** SOURCE EXTRACT **
====

The ballot system is notorious for inflicting unintended consequences. And, thanks to laws limiting how law makers can change laws won by ballot, these side-effects aren’t easy to fix. Voters may have to take up a fix to the law with yet another ballot initiative, if such a fix could even earn a spot in an election.
Some good news, though: The New York Times looks at criminals who were released from California prisons after another scale-back measure in 2012, and found very few of them land back in prison.
‘Open’ Lawyer Prefers Secrecy
The story of activist attorney Cory Briggs took another turn on Thursday when the city attorney’s office, in an uncharacteristically enthusiastic effort to promptly respond to a Public Records Act request, rushed to court to try to get some relevant confidential documents “unsealed.” inewsource, which is reporting the story, was at the hearing where Briggs also found himself in the unusual position of arguing against releasing documents. Briggs heads the organization San Diegans for Open Government, which often argues in favor of filling Public Records Act requests.
SeaWorld Struggles Continue
SeaWorld reported continued decreasing numbers Thursday in the face of continued fallout from “Blackfish,” the documentary that pans the park’s treatment of its orcas. “The company said it was attempting to cut about $50 million by the end of this year,” NBC 7 reports.
The success or failure of SeaWorld hits San Diegans directly in the wallet, we reported last year. As part of its lease with the city, the company pays more when business booms. This isn’t theoretical; on Wednesday, a City Council committee hearing on budget issues noted a “$1.2 million decrease in the transfer of Mission Bay rent and concession revenue to Park Improvement Funds primarily due to low attendance at Sea World.”
News Nibbles
• Crime numbers in San Diego continue to fall precipitously. (U-T San Diego)
• Mayor Faulconer wants to move ahead with a ban on single-use plastic bags in San Diego, despite their contested ban in the state.
• Three executives of a local company in the business of “flipping” houses pleaded guilty Thursday in a case where one of their workers died after being sent on to an aerial lift to trim trees, despite being unlicensed for that work. The business did not carry workers’ compensation insurance, which is illegal. (NBC 7)
• A man videotaped deliberately driving his car through a crowd of “Zombie Walk” participants in downtown San Diego will face felony charges. (NBC 7)
• The Times of San Diego tallies up how much U-T San Diego publisher Doug Manchester has given to charity.
• The U-T broke down what the top public expenditures in San Diego are costing each taxpayer per year. (UT)

====

** DATASET EXCERPTS **
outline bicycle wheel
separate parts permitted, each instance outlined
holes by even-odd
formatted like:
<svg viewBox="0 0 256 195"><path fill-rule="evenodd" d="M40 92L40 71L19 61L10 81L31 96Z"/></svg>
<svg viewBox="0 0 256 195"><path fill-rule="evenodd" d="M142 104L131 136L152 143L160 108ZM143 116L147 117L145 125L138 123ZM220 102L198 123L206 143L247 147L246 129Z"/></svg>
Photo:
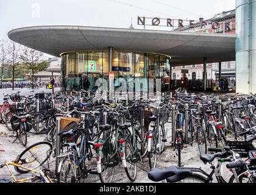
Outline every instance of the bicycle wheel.
<svg viewBox="0 0 256 195"><path fill-rule="evenodd" d="M101 183L112 183L114 177L115 166L110 166L108 162L107 144L103 146L102 157L101 158L101 172L99 173Z"/></svg>
<svg viewBox="0 0 256 195"><path fill-rule="evenodd" d="M208 127L207 141L210 147L218 147L218 136L215 134L213 127L211 125Z"/></svg>
<svg viewBox="0 0 256 195"><path fill-rule="evenodd" d="M9 107L4 105L1 110L1 118L2 122L5 122L6 115L9 112Z"/></svg>
<svg viewBox="0 0 256 195"><path fill-rule="evenodd" d="M251 169L251 168L250 168L250 169ZM254 169L255 171L255 168L253 168L252 169ZM244 171L238 170L236 171L236 174L237 176L239 176L244 172ZM243 174L238 178L239 182L238 182L235 179L234 175L232 175L229 181L229 183L255 183L255 178L249 178L247 174Z"/></svg>
<svg viewBox="0 0 256 195"><path fill-rule="evenodd" d="M196 137L200 154L207 154L207 143L206 141L205 133L201 127L197 127Z"/></svg>
<svg viewBox="0 0 256 195"><path fill-rule="evenodd" d="M144 132L144 136L141 132ZM140 152L141 158L145 158L147 155L148 149L148 138L147 138L147 130L144 127L140 126L137 130L140 133L140 136L137 136L136 140L137 140L137 147Z"/></svg>
<svg viewBox="0 0 256 195"><path fill-rule="evenodd" d="M157 152L155 138L153 137L151 140L151 143L149 143L148 144L151 144L151 150L148 152L148 157L149 158L149 168L151 169L155 168L157 166Z"/></svg>
<svg viewBox="0 0 256 195"><path fill-rule="evenodd" d="M52 144L47 141L35 143L21 152L15 160L17 163L30 169L35 169L42 166L50 157L52 152ZM15 166L15 170L20 173L26 173L29 171Z"/></svg>
<svg viewBox="0 0 256 195"><path fill-rule="evenodd" d="M58 166L58 183L76 183L76 176L79 169L79 166L74 165L74 158L71 155L64 157Z"/></svg>
<svg viewBox="0 0 256 195"><path fill-rule="evenodd" d="M256 126L256 115L252 115L251 116L250 124L252 127Z"/></svg>
<svg viewBox="0 0 256 195"><path fill-rule="evenodd" d="M27 144L27 123L23 122L20 124L18 136L20 141L24 146L26 146L26 145Z"/></svg>
<svg viewBox="0 0 256 195"><path fill-rule="evenodd" d="M6 116L5 116L5 127L6 128L7 128L9 130L10 130L10 131L13 131L12 127L12 124L10 123L10 119L14 116L15 114L15 113L13 112L10 111L6 115Z"/></svg>
<svg viewBox="0 0 256 195"><path fill-rule="evenodd" d="M132 143L129 140L127 141L125 151L127 166L124 168L124 170L129 179L131 182L134 182L137 176L137 158L138 154L134 154L134 148ZM134 155L136 155L136 156L134 156Z"/></svg>

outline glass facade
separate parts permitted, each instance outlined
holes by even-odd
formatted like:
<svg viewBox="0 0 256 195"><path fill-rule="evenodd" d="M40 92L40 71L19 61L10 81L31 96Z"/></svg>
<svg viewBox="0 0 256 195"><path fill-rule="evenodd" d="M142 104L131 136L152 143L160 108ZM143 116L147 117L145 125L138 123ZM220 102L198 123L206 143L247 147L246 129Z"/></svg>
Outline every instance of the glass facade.
<svg viewBox="0 0 256 195"><path fill-rule="evenodd" d="M113 51L112 71L115 79L123 78L127 82L137 78L162 79L165 74L169 74L169 56L162 54ZM109 72L108 51L62 55L62 85L65 91L84 89L86 77L92 90L98 79L108 80Z"/></svg>

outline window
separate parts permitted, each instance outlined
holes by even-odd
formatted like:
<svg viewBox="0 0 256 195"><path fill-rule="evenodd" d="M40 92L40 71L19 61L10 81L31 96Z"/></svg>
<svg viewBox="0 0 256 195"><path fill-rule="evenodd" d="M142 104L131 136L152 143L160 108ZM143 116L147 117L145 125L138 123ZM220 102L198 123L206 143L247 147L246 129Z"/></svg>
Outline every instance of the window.
<svg viewBox="0 0 256 195"><path fill-rule="evenodd" d="M176 80L176 73L172 74L172 80Z"/></svg>
<svg viewBox="0 0 256 195"><path fill-rule="evenodd" d="M196 73L192 73L192 80L196 80Z"/></svg>

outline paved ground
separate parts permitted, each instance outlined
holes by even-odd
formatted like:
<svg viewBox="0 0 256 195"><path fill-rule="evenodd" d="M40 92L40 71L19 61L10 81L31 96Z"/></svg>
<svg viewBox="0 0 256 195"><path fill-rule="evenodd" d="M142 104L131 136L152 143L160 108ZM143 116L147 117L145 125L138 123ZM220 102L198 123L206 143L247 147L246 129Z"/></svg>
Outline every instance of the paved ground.
<svg viewBox="0 0 256 195"><path fill-rule="evenodd" d="M16 90L15 91L18 91ZM21 94L26 94L31 90L23 89ZM50 90L46 89L39 89L37 90L37 91L44 91L44 92L51 92ZM3 93L12 93L13 91L9 89L7 90L0 90L0 94L2 95ZM2 98L0 96L0 100ZM166 124L166 129L168 129L168 143L171 140L171 124ZM4 127L4 125L0 124L0 148L3 147L5 149L5 152L0 152L0 163L4 161L10 161L16 158L18 155L25 149L25 147L23 146L19 141L16 141L15 143L12 143L15 138L12 136L12 133L9 132ZM35 143L37 143L41 141L46 140L45 135L35 135L30 134L28 137L27 146L32 145ZM211 169L209 165L204 165L199 159L199 154L197 147L196 144L193 146L190 145L186 146L185 148L182 151L182 161L184 166L187 167L194 167L194 168L202 168L205 171L208 173L211 172ZM169 144L166 144L164 152L158 157L157 160L157 167L160 168L165 168L166 167L177 165L177 157L176 152L174 151L172 147L171 147ZM53 166L54 167L54 162L53 162ZM13 173L15 176L17 176L18 178L20 177L24 177L24 176L21 176L17 174L13 169ZM148 179L148 172L149 171L148 166L148 162L147 159L144 160L143 163L139 162L138 163L138 174L137 179L135 182L139 183L148 183L151 181ZM122 165L120 165L115 169L115 175L114 176L113 182L120 183L120 182L129 182L129 180L126 177L124 169L122 168ZM30 176L30 174L28 174L26 176ZM6 168L0 169L0 179L8 179L10 178L8 169ZM98 176L89 176L88 179L85 180L86 182L99 182L99 179Z"/></svg>

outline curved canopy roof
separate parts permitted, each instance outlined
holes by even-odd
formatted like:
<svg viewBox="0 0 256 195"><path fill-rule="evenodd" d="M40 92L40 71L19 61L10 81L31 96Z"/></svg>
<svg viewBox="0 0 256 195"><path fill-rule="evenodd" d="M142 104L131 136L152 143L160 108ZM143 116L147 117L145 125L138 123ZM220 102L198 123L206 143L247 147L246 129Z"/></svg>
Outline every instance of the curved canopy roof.
<svg viewBox="0 0 256 195"><path fill-rule="evenodd" d="M66 52L114 49L155 52L171 56L172 65L233 61L235 36L82 26L38 26L13 30L13 41L59 57Z"/></svg>

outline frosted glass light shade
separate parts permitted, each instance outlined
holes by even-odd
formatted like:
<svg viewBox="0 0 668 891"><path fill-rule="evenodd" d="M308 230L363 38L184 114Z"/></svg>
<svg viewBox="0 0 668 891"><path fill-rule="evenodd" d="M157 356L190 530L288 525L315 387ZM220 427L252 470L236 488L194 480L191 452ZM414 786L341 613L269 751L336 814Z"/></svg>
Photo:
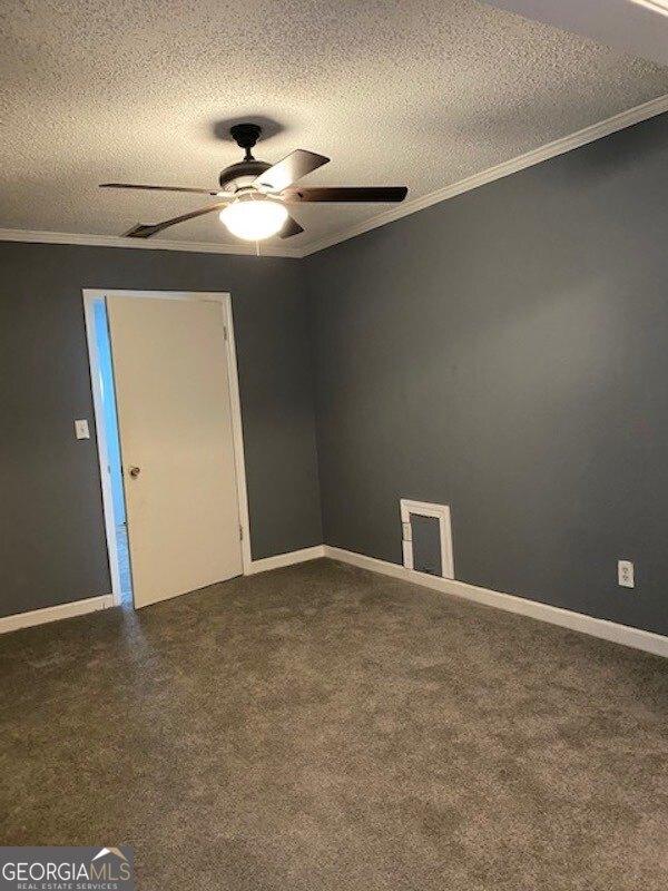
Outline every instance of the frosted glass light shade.
<svg viewBox="0 0 668 891"><path fill-rule="evenodd" d="M255 198L228 204L219 216L237 238L261 242L281 231L287 219L287 210L279 202Z"/></svg>

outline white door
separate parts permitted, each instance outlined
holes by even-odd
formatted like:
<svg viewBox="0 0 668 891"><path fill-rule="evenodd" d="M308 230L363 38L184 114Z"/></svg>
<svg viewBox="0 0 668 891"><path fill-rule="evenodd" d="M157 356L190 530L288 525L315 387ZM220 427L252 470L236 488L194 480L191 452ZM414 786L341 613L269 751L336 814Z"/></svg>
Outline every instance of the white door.
<svg viewBox="0 0 668 891"><path fill-rule="evenodd" d="M219 303L107 298L135 606L242 572Z"/></svg>

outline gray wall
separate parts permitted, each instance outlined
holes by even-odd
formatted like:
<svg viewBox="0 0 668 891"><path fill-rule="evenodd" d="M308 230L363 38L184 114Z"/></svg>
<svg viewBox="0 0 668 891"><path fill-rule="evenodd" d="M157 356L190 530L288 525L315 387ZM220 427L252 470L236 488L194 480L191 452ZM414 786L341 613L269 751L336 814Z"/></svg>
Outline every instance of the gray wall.
<svg viewBox="0 0 668 891"><path fill-rule="evenodd" d="M668 633L668 116L305 266L325 541L449 503L459 579Z"/></svg>
<svg viewBox="0 0 668 891"><path fill-rule="evenodd" d="M320 544L297 261L0 243L0 616L110 590L82 287L232 292L253 556Z"/></svg>

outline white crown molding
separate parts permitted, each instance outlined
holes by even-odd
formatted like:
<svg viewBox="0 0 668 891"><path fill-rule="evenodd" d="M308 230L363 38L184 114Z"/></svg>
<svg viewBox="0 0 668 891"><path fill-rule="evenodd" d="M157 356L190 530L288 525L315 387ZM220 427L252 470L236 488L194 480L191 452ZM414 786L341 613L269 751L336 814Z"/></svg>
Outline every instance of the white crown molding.
<svg viewBox="0 0 668 891"><path fill-rule="evenodd" d="M440 202L454 198L456 195L471 192L471 189L484 186L488 183L493 183L495 179L502 179L504 176L524 170L527 167L541 164L549 158L564 155L573 148L580 148L580 146L584 146L588 143L602 139L605 136L610 136L618 130L623 130L626 127L632 127L633 124L640 124L642 120L662 115L665 111L668 111L668 94L657 96L656 99L650 99L626 111L620 111L618 115L612 115L610 118L583 127L581 130L570 134L570 136L554 139L552 143L548 143L544 146L531 149L531 151L525 151L523 155L518 155L515 158L497 164L494 167L489 167L487 170L481 170L465 179L460 179L458 183L452 183L449 186L444 186L435 192L430 192L428 195L422 195L413 200L404 202L397 207L384 210L382 214L376 214L376 216L356 223L354 226L343 229L335 235L327 235L311 244L303 244L301 247L264 245L261 248L261 256L301 258L310 256L311 254L316 254L318 251L324 251L326 247L341 244L341 242L346 242L350 238L354 238L356 235L362 235L365 232L384 226L386 223L393 223L395 219L401 219L404 216L416 214L419 210L424 210L425 207L431 207ZM255 247L244 244L237 246L215 244L213 242L149 241L143 238L125 238L116 235L84 235L71 232L38 232L32 229L0 229L0 242L81 244L96 247L129 247L145 251L184 251L186 253L255 256Z"/></svg>
<svg viewBox="0 0 668 891"><path fill-rule="evenodd" d="M348 238L354 238L356 235L362 235L364 232L384 226L386 223L393 223L395 219L416 214L419 210L424 210L425 207L431 207L434 204L448 200L448 198L462 195L464 192L471 192L471 189L484 186L488 183L493 183L495 179L501 179L504 176L510 176L527 167L541 164L543 160L554 158L557 155L563 155L567 151L571 151L573 148L580 148L580 146L584 146L588 143L593 143L618 130L623 130L626 127L631 127L633 124L640 124L642 120L662 115L665 111L668 111L668 94L658 96L656 99L650 99L648 102L642 102L642 105L637 105L626 111L620 111L611 118L598 121L598 124L591 124L589 127L583 127L581 130L570 136L554 139L554 141L540 146L540 148L525 151L523 155L518 155L517 158L497 164L494 167L489 167L487 170L481 170L479 174L473 174L473 176L460 179L458 183L453 183L450 186L436 189L436 192L431 192L429 195L422 195L414 200L404 202L397 207L384 210L382 214L377 214L370 219L364 219L362 223L357 223L345 232L340 232L337 235L328 235L325 238L321 238L318 242L305 245L302 249L302 256L315 254L318 251L324 251L326 247L332 247Z"/></svg>
<svg viewBox="0 0 668 891"><path fill-rule="evenodd" d="M75 244L91 247L127 247L139 251L181 251L195 254L235 254L255 256L254 245L226 245L208 242L167 242L148 238L125 238L117 235L85 235L76 232L40 232L36 229L0 229L0 242L32 242L39 244ZM259 256L301 257L296 247L264 245Z"/></svg>
<svg viewBox="0 0 668 891"><path fill-rule="evenodd" d="M441 578L429 576L425 572L416 572L414 569L406 569L397 564L390 564L379 560L375 557L366 557L363 554L354 554L343 548L334 548L330 545L324 547L325 557L332 560L340 560L343 564L356 566L360 569L369 569L372 572L381 572L384 576L403 579L413 585L421 585L424 588L452 594L462 597L464 600L472 600L484 606L492 606L495 609L503 609L507 613L515 613L520 616L529 616L550 625L559 625L561 628L569 628L572 631L581 631L602 640L610 640L633 649L641 649L645 653L652 653L655 656L668 657L668 637L654 631L645 631L641 628L632 628L629 625L619 625L608 619L597 619L583 613L573 613L570 609L562 609L550 604L541 604L537 600L529 600L525 597L518 597L513 594L501 594L501 591L479 588L477 585L469 585L465 581L455 581L452 578Z"/></svg>

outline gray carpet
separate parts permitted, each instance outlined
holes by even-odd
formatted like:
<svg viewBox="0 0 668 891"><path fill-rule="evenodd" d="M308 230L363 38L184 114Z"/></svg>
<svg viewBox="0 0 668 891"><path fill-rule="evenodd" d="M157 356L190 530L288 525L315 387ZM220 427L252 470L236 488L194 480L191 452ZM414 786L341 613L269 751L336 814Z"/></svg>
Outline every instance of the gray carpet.
<svg viewBox="0 0 668 891"><path fill-rule="evenodd" d="M665 891L668 660L334 562L0 638L3 844L141 891Z"/></svg>

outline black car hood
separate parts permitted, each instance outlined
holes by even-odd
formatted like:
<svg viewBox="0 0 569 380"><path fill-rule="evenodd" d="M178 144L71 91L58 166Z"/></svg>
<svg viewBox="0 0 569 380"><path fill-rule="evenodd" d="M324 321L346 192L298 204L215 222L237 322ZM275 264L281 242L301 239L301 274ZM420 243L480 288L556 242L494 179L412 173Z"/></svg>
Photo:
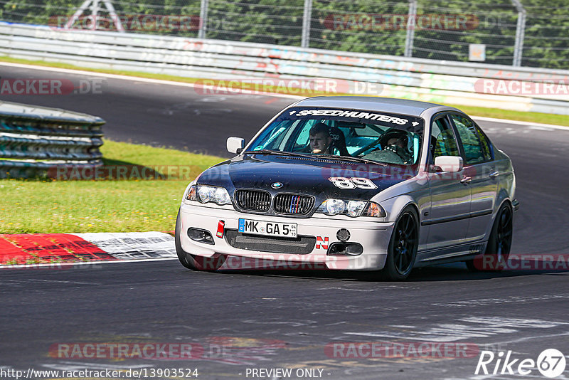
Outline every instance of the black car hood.
<svg viewBox="0 0 569 380"><path fill-rule="evenodd" d="M284 192L313 195L321 202L328 198L369 200L382 190L414 175L410 169L398 166L324 158L246 154L208 169L200 176L198 184L223 186L232 195L235 189L255 189L273 194ZM340 189L329 179L333 177L368 178L377 189ZM282 184L280 187L272 187L277 182Z"/></svg>

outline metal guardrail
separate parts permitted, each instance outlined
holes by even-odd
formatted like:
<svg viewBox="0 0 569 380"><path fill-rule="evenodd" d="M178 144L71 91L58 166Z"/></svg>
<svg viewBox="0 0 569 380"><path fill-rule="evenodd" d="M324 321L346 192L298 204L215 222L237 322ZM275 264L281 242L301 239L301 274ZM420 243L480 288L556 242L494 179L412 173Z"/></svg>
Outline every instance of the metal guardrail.
<svg viewBox="0 0 569 380"><path fill-rule="evenodd" d="M0 102L0 178L102 165L103 124L89 115Z"/></svg>
<svg viewBox="0 0 569 380"><path fill-rule="evenodd" d="M207 78L327 78L381 84L374 95L569 115L566 95L480 93L480 79L569 82L569 70L447 62L168 36L0 23L0 53L79 65Z"/></svg>

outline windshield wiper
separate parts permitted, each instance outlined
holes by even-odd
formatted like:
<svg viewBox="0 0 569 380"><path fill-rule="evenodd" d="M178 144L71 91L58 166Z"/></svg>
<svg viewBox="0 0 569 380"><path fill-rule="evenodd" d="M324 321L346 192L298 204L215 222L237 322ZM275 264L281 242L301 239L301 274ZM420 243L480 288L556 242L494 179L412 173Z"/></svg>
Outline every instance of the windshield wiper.
<svg viewBox="0 0 569 380"><path fill-rule="evenodd" d="M354 162L365 162L366 164L372 164L373 165L380 165L382 167L388 166L388 164L384 162L378 162L377 161L373 161L371 159L367 159L361 157L354 157L352 156L336 156L335 154L318 154L317 157L326 157L326 158L335 158L337 159L344 159L345 161L353 161Z"/></svg>
<svg viewBox="0 0 569 380"><path fill-rule="evenodd" d="M281 156L292 156L310 159L317 158L316 156L311 156L310 154L303 154L302 153L296 153L294 152L283 152L282 150L272 149L248 150L247 152L244 152L243 154L278 154Z"/></svg>

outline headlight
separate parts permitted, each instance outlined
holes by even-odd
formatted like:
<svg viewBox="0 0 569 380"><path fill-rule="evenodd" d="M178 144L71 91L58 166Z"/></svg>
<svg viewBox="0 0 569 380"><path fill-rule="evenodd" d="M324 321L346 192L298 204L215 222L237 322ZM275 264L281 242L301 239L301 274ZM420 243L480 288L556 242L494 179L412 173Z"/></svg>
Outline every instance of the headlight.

====

** EXERCISE DETAILS **
Can you turn the paragraph in the San Diego news roundup that begins "The success or failure of SeaWorld" into a short bulleted list that keeps its main facts?

** ANSWER AREA **
- SeaWorld's success or failure directly affects San Diegans' finances, as reported last year.
- Under its lease with the city, the company pays more when business is good.
- On Wednesday, a City Council committee hearing on budget issues noted a $1.2 million decrease in Mission Bay rent and concession revenue transferred to Park Improvement Funds.
- The drop was mainly due to low attendance at SeaWorld.